===== Text section
In the same week that House Democrats voted to impeach the President, they will also vote to approve the United States-Mexico-Canada agreement, a sweeping trade deal and a key priority for many moderates.
There have also been a string of other House votes on agenda items important to moderate Democrats. One of those agenda items is legislation to lower prescription drug prices, which is unlikely to go anywhere in the Senate, but nevertheless gives Democrats an opportunity to argue they are working to tackle a health care concern for many Americans.
Many moderates also won legislative victories in a massive spending bill and defense authorization bill that they can tout back home.
“I believe that there has been sincerely some very positive things done in the last few weeks that are going to be signed by the President of the United States that will positively affect people’s lives,” New York Democratic Rep. Max Rose, who represents a district that Trump won in 2016, told CNN. “That’s a good thing.”
As one example, Rose pointed to sanctions against Chinese pharmaceutical companies “who have been flooding our communities with fentanyl, killing our kids,” in the defense authorization measure. “We’re finally going to make them pay,” Rose said.
Rep. Haley Stevens, a moderate from Michigan, pointed out that her message when she gets home will be to tout a bill that she ran on. She said the National Defense Authorization Act included a signature piece of manufacturing legislation — the American Manufacturing Leadership Act — that had motivated her to run for Congress in the first place.
“This was literally why I ran for Congress,” Stevens said noting she’d worked in one of the manufacturing institutes that the legislation seeks to improve before she got into politics.
==========
===== Supplied information
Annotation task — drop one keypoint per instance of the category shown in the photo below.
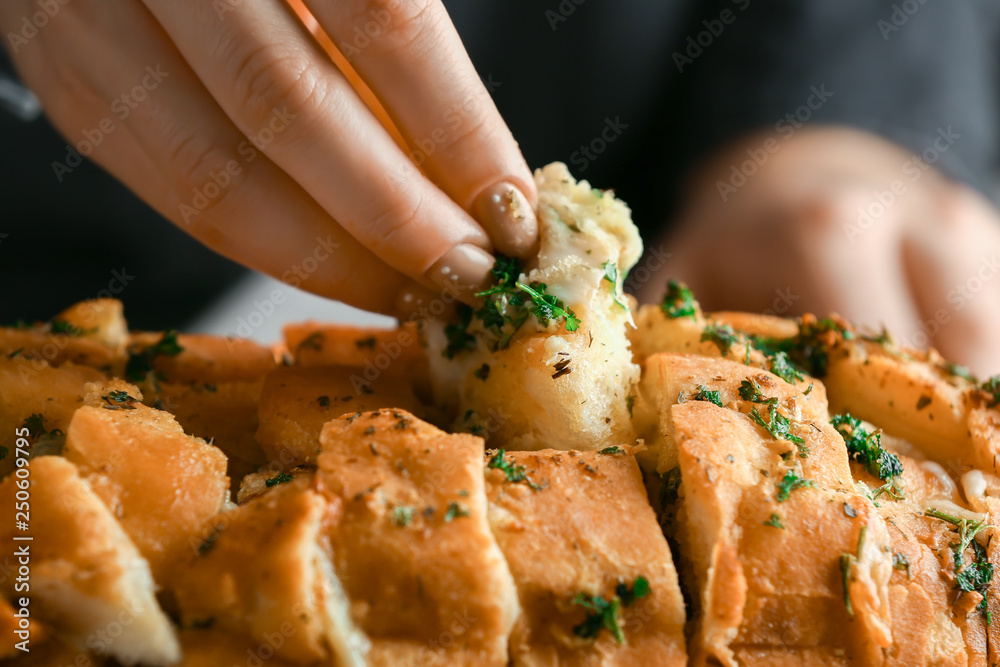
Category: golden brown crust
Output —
(413, 546)
(791, 575)
(206, 358)
(259, 572)
(586, 530)
(34, 388)
(297, 401)
(161, 483)
(86, 573)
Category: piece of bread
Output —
(296, 401)
(87, 577)
(550, 384)
(669, 376)
(579, 525)
(161, 483)
(261, 572)
(41, 397)
(427, 582)
(771, 568)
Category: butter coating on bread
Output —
(550, 384)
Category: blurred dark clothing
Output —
(630, 94)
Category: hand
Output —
(230, 120)
(819, 227)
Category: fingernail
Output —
(462, 271)
(508, 218)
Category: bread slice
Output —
(261, 572)
(297, 401)
(161, 483)
(776, 568)
(672, 377)
(215, 648)
(579, 524)
(44, 398)
(89, 582)
(427, 582)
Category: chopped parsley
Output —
(722, 335)
(706, 394)
(280, 478)
(901, 562)
(548, 307)
(606, 614)
(458, 335)
(140, 363)
(779, 427)
(513, 473)
(866, 448)
(810, 348)
(510, 302)
(679, 301)
(959, 371)
(783, 368)
(792, 482)
(629, 594)
(402, 515)
(847, 564)
(455, 510)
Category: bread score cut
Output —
(545, 358)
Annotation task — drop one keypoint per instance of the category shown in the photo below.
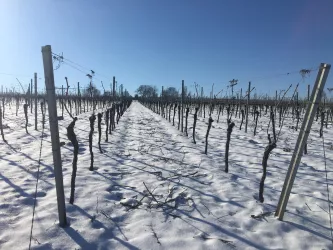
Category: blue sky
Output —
(163, 42)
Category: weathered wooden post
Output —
(247, 107)
(30, 97)
(53, 119)
(182, 121)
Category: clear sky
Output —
(163, 42)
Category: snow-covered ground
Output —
(152, 188)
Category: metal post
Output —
(247, 106)
(302, 138)
(35, 78)
(53, 119)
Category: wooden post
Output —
(302, 138)
(30, 97)
(79, 95)
(62, 100)
(247, 107)
(114, 88)
(53, 120)
(35, 78)
(182, 121)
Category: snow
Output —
(152, 188)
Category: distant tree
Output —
(147, 91)
(91, 91)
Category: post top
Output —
(46, 48)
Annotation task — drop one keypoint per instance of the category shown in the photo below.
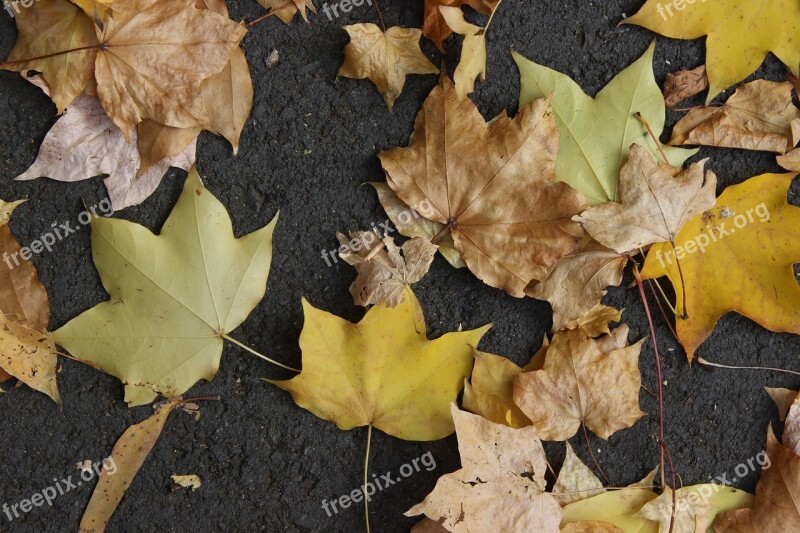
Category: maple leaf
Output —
(576, 282)
(466, 170)
(287, 9)
(410, 223)
(384, 58)
(435, 26)
(472, 64)
(119, 469)
(655, 203)
(596, 133)
(683, 84)
(85, 143)
(759, 116)
(384, 274)
(174, 297)
(575, 480)
(46, 30)
(500, 486)
(777, 502)
(382, 371)
(740, 34)
(154, 58)
(28, 352)
(580, 383)
(753, 235)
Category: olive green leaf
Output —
(596, 133)
(174, 297)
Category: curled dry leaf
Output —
(579, 383)
(128, 456)
(411, 222)
(382, 371)
(489, 392)
(287, 9)
(500, 486)
(575, 481)
(753, 235)
(655, 203)
(55, 26)
(576, 282)
(684, 84)
(384, 58)
(383, 273)
(466, 170)
(783, 399)
(436, 28)
(190, 481)
(85, 143)
(596, 133)
(472, 64)
(173, 296)
(777, 501)
(791, 160)
(759, 116)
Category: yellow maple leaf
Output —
(740, 34)
(382, 371)
(737, 256)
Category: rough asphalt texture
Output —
(267, 464)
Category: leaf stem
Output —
(718, 365)
(268, 15)
(366, 471)
(264, 357)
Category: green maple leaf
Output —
(174, 297)
(596, 133)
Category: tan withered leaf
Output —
(435, 26)
(581, 383)
(684, 84)
(383, 272)
(777, 502)
(489, 392)
(127, 458)
(500, 486)
(28, 352)
(759, 116)
(384, 58)
(287, 9)
(411, 222)
(576, 282)
(467, 170)
(154, 58)
(55, 26)
(654, 205)
(791, 160)
(85, 143)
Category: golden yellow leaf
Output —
(382, 371)
(741, 252)
(581, 383)
(466, 170)
(500, 486)
(384, 58)
(654, 203)
(740, 34)
(759, 116)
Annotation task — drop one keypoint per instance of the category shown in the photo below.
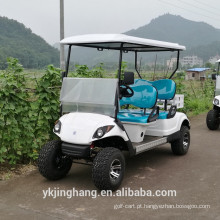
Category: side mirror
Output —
(128, 78)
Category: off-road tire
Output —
(212, 119)
(181, 145)
(52, 164)
(105, 167)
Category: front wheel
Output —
(181, 145)
(52, 164)
(108, 169)
(212, 120)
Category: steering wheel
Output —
(126, 92)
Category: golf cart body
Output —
(96, 123)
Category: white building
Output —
(191, 61)
(213, 60)
(171, 63)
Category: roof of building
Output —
(116, 41)
(198, 69)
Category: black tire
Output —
(108, 169)
(181, 145)
(52, 164)
(212, 120)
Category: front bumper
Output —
(75, 150)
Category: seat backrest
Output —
(166, 87)
(145, 96)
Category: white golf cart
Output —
(97, 123)
(213, 116)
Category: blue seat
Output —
(166, 87)
(145, 96)
(166, 91)
(162, 114)
(133, 117)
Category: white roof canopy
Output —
(120, 41)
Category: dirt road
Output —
(195, 177)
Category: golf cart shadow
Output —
(141, 165)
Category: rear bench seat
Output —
(145, 96)
(166, 89)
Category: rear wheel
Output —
(52, 164)
(108, 169)
(181, 145)
(212, 120)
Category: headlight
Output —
(57, 127)
(216, 102)
(100, 132)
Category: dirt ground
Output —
(195, 177)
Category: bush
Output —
(26, 121)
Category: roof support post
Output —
(177, 64)
(120, 64)
(136, 67)
(68, 61)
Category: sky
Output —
(103, 16)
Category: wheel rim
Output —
(115, 169)
(185, 141)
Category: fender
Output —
(79, 128)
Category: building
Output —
(191, 61)
(196, 73)
(171, 63)
(213, 60)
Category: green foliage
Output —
(26, 121)
(198, 97)
(18, 41)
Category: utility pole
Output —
(62, 56)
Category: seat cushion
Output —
(162, 115)
(133, 117)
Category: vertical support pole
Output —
(68, 61)
(218, 68)
(62, 56)
(120, 64)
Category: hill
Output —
(18, 41)
(175, 28)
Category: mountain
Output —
(18, 41)
(174, 28)
(200, 39)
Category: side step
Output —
(149, 145)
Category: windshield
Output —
(89, 95)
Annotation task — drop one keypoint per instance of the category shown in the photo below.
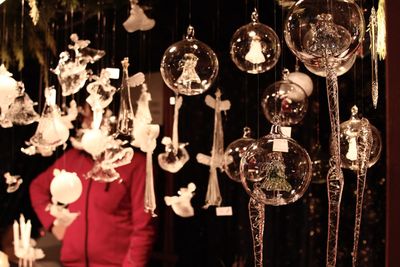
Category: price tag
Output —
(114, 73)
(280, 145)
(224, 211)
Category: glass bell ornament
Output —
(285, 99)
(255, 47)
(321, 33)
(275, 170)
(66, 187)
(349, 133)
(8, 91)
(189, 67)
(234, 153)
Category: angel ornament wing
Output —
(175, 155)
(216, 160)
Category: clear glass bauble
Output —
(234, 153)
(349, 133)
(316, 31)
(275, 170)
(66, 187)
(284, 99)
(189, 67)
(255, 47)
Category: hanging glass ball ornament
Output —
(321, 33)
(286, 100)
(349, 133)
(66, 187)
(189, 66)
(255, 47)
(275, 170)
(234, 153)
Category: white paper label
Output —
(224, 211)
(286, 131)
(280, 145)
(114, 73)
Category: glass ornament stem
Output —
(257, 221)
(149, 195)
(373, 33)
(335, 181)
(364, 146)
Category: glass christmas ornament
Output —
(175, 155)
(189, 67)
(51, 130)
(21, 111)
(275, 170)
(319, 33)
(286, 100)
(234, 153)
(303, 80)
(349, 141)
(66, 187)
(255, 47)
(8, 92)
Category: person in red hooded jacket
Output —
(112, 228)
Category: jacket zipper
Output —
(87, 223)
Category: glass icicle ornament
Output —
(216, 159)
(286, 100)
(8, 92)
(373, 36)
(255, 47)
(275, 169)
(189, 67)
(175, 155)
(325, 37)
(234, 153)
(349, 142)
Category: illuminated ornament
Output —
(175, 155)
(234, 153)
(66, 187)
(255, 47)
(373, 36)
(181, 204)
(216, 160)
(71, 69)
(381, 42)
(13, 182)
(21, 111)
(349, 142)
(286, 100)
(275, 170)
(189, 67)
(326, 37)
(138, 19)
(126, 116)
(8, 92)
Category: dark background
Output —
(295, 235)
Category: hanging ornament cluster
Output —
(234, 153)
(137, 19)
(175, 155)
(71, 69)
(285, 99)
(255, 47)
(216, 160)
(325, 37)
(189, 67)
(181, 204)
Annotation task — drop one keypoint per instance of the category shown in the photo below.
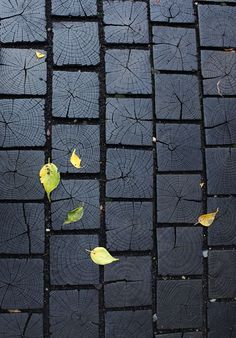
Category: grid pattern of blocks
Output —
(145, 91)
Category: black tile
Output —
(21, 283)
(174, 48)
(85, 139)
(178, 147)
(219, 72)
(179, 251)
(130, 278)
(75, 94)
(132, 324)
(74, 312)
(23, 122)
(172, 11)
(22, 228)
(221, 170)
(125, 22)
(221, 320)
(71, 194)
(223, 230)
(21, 72)
(179, 304)
(180, 335)
(220, 0)
(220, 120)
(222, 274)
(129, 121)
(129, 226)
(69, 261)
(129, 173)
(128, 71)
(74, 7)
(19, 174)
(178, 198)
(177, 97)
(76, 43)
(217, 25)
(23, 21)
(12, 325)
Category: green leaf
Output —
(49, 177)
(74, 215)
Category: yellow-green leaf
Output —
(49, 177)
(101, 256)
(74, 215)
(207, 219)
(39, 55)
(75, 160)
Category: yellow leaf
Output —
(101, 256)
(74, 215)
(49, 177)
(39, 55)
(202, 184)
(75, 160)
(207, 219)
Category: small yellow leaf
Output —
(207, 219)
(202, 184)
(14, 311)
(74, 215)
(75, 160)
(39, 55)
(49, 177)
(101, 256)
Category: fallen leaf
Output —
(207, 219)
(101, 256)
(49, 177)
(14, 311)
(202, 184)
(74, 215)
(218, 88)
(39, 55)
(75, 160)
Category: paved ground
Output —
(146, 92)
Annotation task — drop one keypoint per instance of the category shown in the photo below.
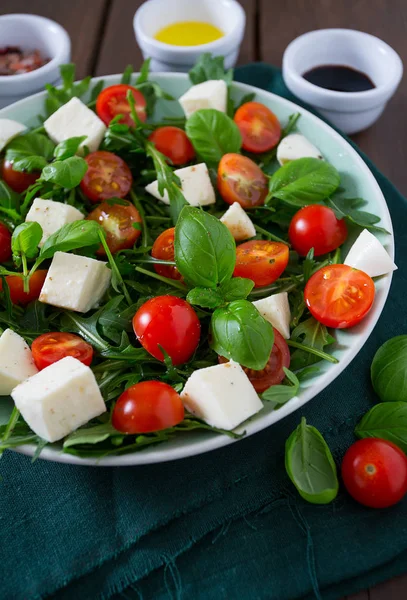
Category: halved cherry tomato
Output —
(5, 243)
(170, 322)
(273, 372)
(108, 176)
(51, 347)
(118, 220)
(19, 181)
(147, 406)
(241, 180)
(173, 143)
(261, 261)
(316, 226)
(112, 101)
(163, 248)
(339, 296)
(259, 127)
(16, 287)
(374, 472)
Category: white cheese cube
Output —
(367, 254)
(238, 222)
(52, 216)
(296, 146)
(196, 186)
(16, 361)
(59, 399)
(9, 129)
(75, 282)
(209, 94)
(221, 395)
(276, 310)
(75, 119)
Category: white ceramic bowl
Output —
(153, 15)
(357, 180)
(32, 32)
(349, 111)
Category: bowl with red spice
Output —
(31, 50)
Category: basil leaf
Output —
(387, 421)
(236, 288)
(67, 173)
(25, 240)
(72, 236)
(213, 134)
(205, 251)
(304, 181)
(205, 297)
(388, 370)
(280, 394)
(210, 67)
(239, 332)
(68, 147)
(310, 465)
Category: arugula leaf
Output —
(68, 147)
(66, 173)
(348, 208)
(304, 181)
(205, 251)
(239, 332)
(210, 67)
(213, 134)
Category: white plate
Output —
(357, 180)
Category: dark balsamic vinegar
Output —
(339, 78)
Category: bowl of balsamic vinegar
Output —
(347, 75)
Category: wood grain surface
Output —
(103, 42)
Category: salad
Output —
(163, 277)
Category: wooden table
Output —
(103, 42)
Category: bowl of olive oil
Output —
(175, 32)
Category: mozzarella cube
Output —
(296, 146)
(238, 222)
(196, 186)
(276, 310)
(59, 399)
(222, 395)
(367, 254)
(209, 94)
(9, 129)
(75, 119)
(16, 361)
(75, 282)
(52, 216)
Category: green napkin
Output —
(223, 525)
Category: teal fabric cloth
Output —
(224, 525)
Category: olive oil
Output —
(188, 33)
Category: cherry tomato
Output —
(273, 372)
(19, 181)
(174, 144)
(147, 406)
(16, 287)
(374, 472)
(5, 243)
(112, 101)
(170, 322)
(259, 127)
(261, 261)
(163, 248)
(339, 296)
(118, 222)
(317, 227)
(241, 180)
(108, 176)
(51, 347)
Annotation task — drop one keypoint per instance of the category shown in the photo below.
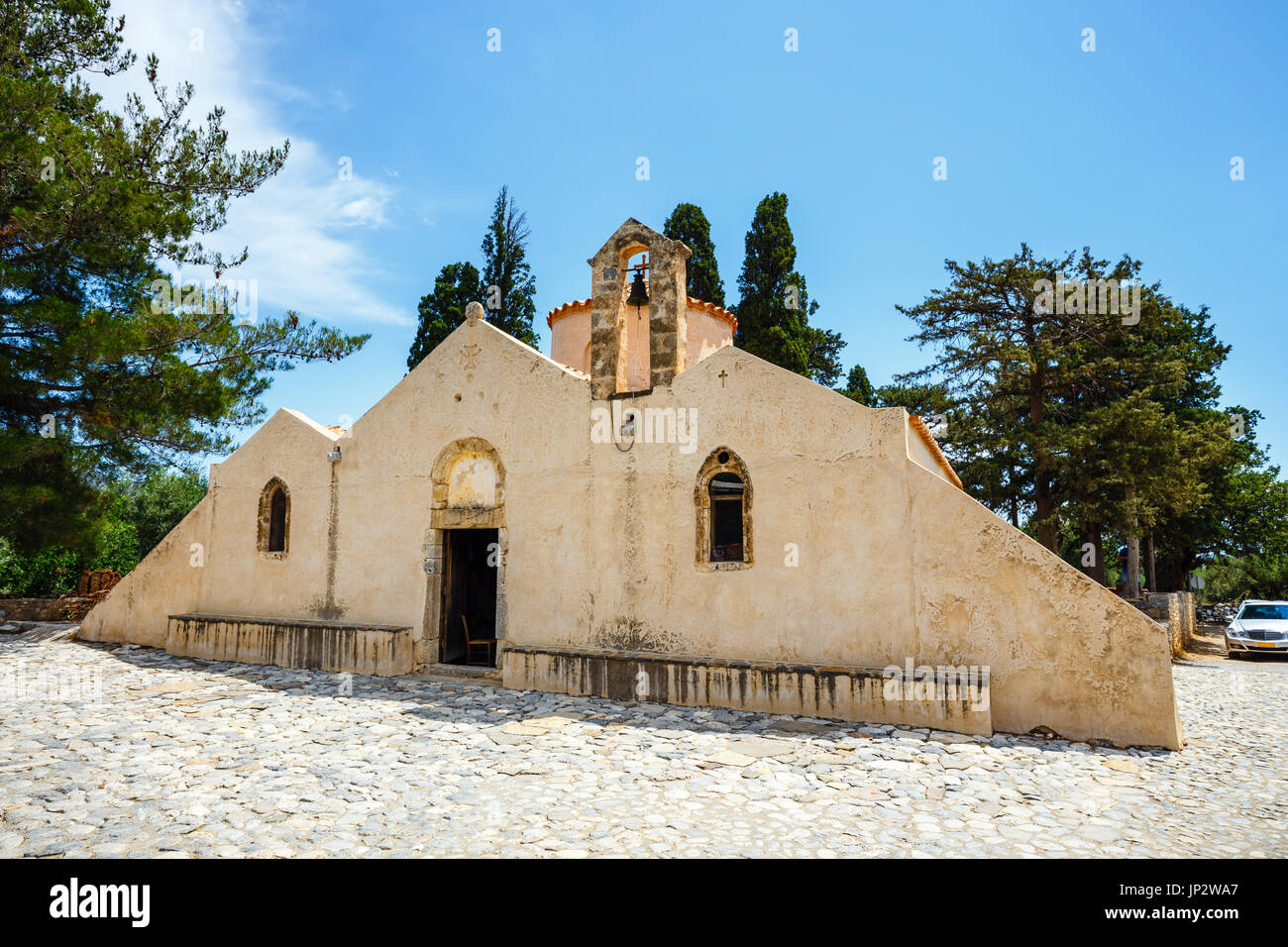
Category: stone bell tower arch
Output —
(668, 308)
==========
→ Assigned task 1
Copy the part of the news article on moderate House Democrats between "As one example, Rose" and "got into politics.", inclusive.
→ Assigned task 2
Continue the news article on moderate House Democrats from the point where it ends.

→ Exercise result 1
As one example, Rose pointed to sanctions against Chinese pharmaceutical companies “who have been flooding our communities with fentanyl, killing our kids,” in the defense authorization measure. “We’re finally going to make them pay,” Rose said.
Rep. Haley Stevens, a moderate from Michigan, pointed out that her message when she gets home will be to tout a bill that she ran on. She said the National Defense Authorization Act included a signature piece of manufacturing legislation — the American Manufacturing Leadership Act — that had motivated her to run for Congress in the first place.
“This was literally why I ran for Congress,” Stevens said noting she’d worked in one of the manufacturing institutes that the legislation seeks to improve before she got into politics.

→ Exercise result 2
Brindisi, the moderate from New York, was able to include the SPOONSS Act — the Support Procurement of our Nation’s Stainless Steel Act– in the NDAA, a victory his office said his predecessor didn’t accomplish and could benefit a local business back home. The bill reinstates a rule that whenever possible the military buy US-made flatware, a huge win for a local flatware company in his district.
House Speaker Nancy Pelosi has encouraged her moderates to focus on their legislative wins when campaigning next year and she’s rejected the idea that by bringing up impeachment, she endangered her moderate members and risked her majority.
“No, I’m not worried,” Pelosi said in response to a question at Politico’s Women Rule Summit earlier this month when asked if she’s worried the House will flip as a result of impeachment. When asked again if she predicts Democrats will maintain control of the House in 2020, Pelosi answered with confidence, “Oh, definitely, yes.”
But some House Democrats concede that the impeachment push may endanger the House majority, though they insist that Democrats had no choice but to impeach given the President’s actions in the Ukraine scandal.
Rep. Stephen Lynch of Massachusetts, a self-described moderate Democrat who is serving his 10th term in the House, said it is “a definite possibility” that there could be a backlash that could make it difficult for Democrats to retain the House majority.
“It may hurt us. It may help the President, but that doesn’t change the facts that the President broke the law and tried directly to have a foreign government come in and influence our democratic election,” Lynch said.
Lynch argued, “whatever the consequences might be, we really do have to defend the constitution,” adding, “I’m very proud of a lot of the moderate Democrats who have come out — and even though it jeopardizes their reelection chances — they are still determined to do what they think is right.”
Rep. Sean Patrick Maloney, a fourth-term House Democrat from New York who serves on the House Intelligence Committee and represents a Trump district, told CNN that he doesn’t believe the Democratic House majority is at risk as a result of impeachment.
But, he added, “If you don’t have things that you believe in more than keeping your job, you probably shouldn’t be in Congress.”